= Textauszug =
━━━━━━
Verkehrsminister Jörg Leichtfried (SPÖ) will bei einem Expertentreffen der Anrainerstaaten Deutschlands am Mittwoch in Brüssel eine gemeinsame Klage gegen die deutsche Pkw-Maut prüfen. Am Ende könne eine gemeinsame Klage das Ziel sein, sagte Leichtfried nach einem Treffen mit EU-Abgeordneten in Brüssel. Ziel der Allianz sei es jedenfalls, "gegen eine reine Ausländermaut aufzutreten".
Österreich könnte zwar auch alleine gegen die deutschen Mautpläne klagen, sagte Leichtfried, "aber es geht auch um europäische Grundsätze". Der Verkehrsminister will außerdem den deutschen Gesetzgebungsprozess vor einer Klagsentscheidung noch abwarten.
Leichtfried sparte nicht mit Kritik an der EU-Kommission, welche die deutschen Mautpläne nach Änderungen für die Kompensierung deutscher Autofahrer letztlich gebilligt hat. "Ich sehe ein Prinzip verletzt. Die Stärke des Rechts, das bisher in der EU gegolten hat, wird durch das Recht des Stärkeren ersetzt", sagte er. Auf Fragen, ob EU-Kommissionspräsident Jean-Claude Juncker dem Druck der deutschen Bundeskanzlerin Angela Merkel nachgegeben habe, sagte Leichtfried: "Das wären Vermutungen, aber man hört das."
"Nicht europarechtskonform"
Der Kritik an der EU-Kommissionsentscheidung schlossen sich parteiübergreifend mehrere EU-Abgeordnete an. Die ÖVP-Europaabgeordnete Claudi Schmidt kündigte an, EU-Verkehrskommissarin Violeta Bulc werde bei der nächsten Plenarsitzung des EU-Parlaments an einem Donnerstag in Straßburg zur Maut Rede und Antwort stehen. "Unserer Meinung nach ist die deutsche Maut nicht europarechtskonform", auch nach kleineren Änderungen, sagte Schmidt. Die ÖVP-Europaabgeordnete befürchtet eine Folgewirkung auf andere EU-Länder, die das deutsche Modell nachmachen könnten.
Die Europaabgeordneten planen zur deutschen Pkw-Maut auch eine Resolution, in der auf die Einhaltung europäischer Regeln gepocht werde, wie der deutsche SPD-EU-Parlamentarier Ismail Ertug sagte. Als Junckers Kommission angetreten sei, habe dieser versprochen, dass es keine Hinterzimmer-Deals geben werde. Die deutsche Maut sei aber ein klassisches Beispiel dafür, wie man das Vertrauen in die EU-Kommission als Hüterin der Verträge verlieren könne, wenn solche Deals geschlossen würden, sagte Ertug. Das Europaparlament müsse das Bollwerk gegen weiteren nationalen Protektionismus sein.
━━━━━━
= Angezeigte Daten =
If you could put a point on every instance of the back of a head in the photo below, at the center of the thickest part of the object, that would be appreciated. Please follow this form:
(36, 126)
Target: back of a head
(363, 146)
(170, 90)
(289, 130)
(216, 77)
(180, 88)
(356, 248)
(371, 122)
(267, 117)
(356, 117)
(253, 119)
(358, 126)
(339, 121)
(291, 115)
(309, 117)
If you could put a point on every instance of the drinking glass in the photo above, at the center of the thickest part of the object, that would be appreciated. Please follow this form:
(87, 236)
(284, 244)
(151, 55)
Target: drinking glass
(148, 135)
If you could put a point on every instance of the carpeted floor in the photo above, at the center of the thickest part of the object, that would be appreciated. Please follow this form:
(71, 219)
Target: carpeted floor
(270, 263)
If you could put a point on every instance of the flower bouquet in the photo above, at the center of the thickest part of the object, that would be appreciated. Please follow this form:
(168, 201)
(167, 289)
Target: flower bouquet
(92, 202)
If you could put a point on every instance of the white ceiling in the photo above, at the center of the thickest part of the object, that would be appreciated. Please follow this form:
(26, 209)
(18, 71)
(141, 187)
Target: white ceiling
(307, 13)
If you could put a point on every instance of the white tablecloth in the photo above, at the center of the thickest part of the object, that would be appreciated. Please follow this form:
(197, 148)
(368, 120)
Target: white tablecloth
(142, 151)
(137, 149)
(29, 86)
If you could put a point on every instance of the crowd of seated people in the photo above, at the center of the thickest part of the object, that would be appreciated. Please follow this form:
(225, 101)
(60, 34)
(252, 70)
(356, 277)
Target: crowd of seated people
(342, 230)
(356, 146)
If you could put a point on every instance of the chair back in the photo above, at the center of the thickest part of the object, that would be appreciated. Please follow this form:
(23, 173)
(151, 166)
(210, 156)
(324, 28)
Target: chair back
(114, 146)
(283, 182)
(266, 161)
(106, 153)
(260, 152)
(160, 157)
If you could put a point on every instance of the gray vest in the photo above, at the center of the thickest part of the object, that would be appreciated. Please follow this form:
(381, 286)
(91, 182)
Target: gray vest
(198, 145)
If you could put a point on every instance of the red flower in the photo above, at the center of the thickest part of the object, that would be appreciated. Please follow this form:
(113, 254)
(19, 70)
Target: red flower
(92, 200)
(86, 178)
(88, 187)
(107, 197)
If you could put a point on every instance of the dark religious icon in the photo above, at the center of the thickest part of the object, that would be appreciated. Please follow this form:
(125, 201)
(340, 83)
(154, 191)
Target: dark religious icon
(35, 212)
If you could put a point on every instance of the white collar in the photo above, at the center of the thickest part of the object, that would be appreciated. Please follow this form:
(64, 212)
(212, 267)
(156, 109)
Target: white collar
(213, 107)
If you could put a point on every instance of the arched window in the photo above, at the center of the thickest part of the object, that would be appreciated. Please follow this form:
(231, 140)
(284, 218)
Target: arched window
━━━━━━
= Aufgaben =
1. Welche EU-Kommissarin soll laut dem Textauszug bei der nächsten Plenarsitzung in Straßburg zur Maut Rede und Antwort stehen?
2. Schreiben Sie den Teil des Textauszugs wortgetreu ab, der mit den Worten „Die Europaabgeordneten planen“ beginnt und nach den Worten „nationalen Protektionismus sein.“ endet.

= Lösungen =
1. EU-Verkehrskommissarin Violeta Bulc

2.
Die Europaabgeordneten planen zur deutschen Pkw-Maut auch eine Resolution, in der auf die Einhaltung europäischer Regeln gepocht werde, wie der deutsche SPD-EU-Parlamentarier Ismail Ertug sagte. Als Junckers Kommission angetreten sei, habe dieser versprochen, dass es keine Hinterzimmer-Deals geben werde. Die deutsche Maut sei aber ein klassisches Beispiel dafür, wie man das Vertrauen in die EU-Kommission als Hüterin der Verträge verlieren könne, wenn solche Deals geschlossen würden, sagte Ertug. Das Europaparlament müsse das Bollwerk gegen weiteren nationalen Protektionismus sein.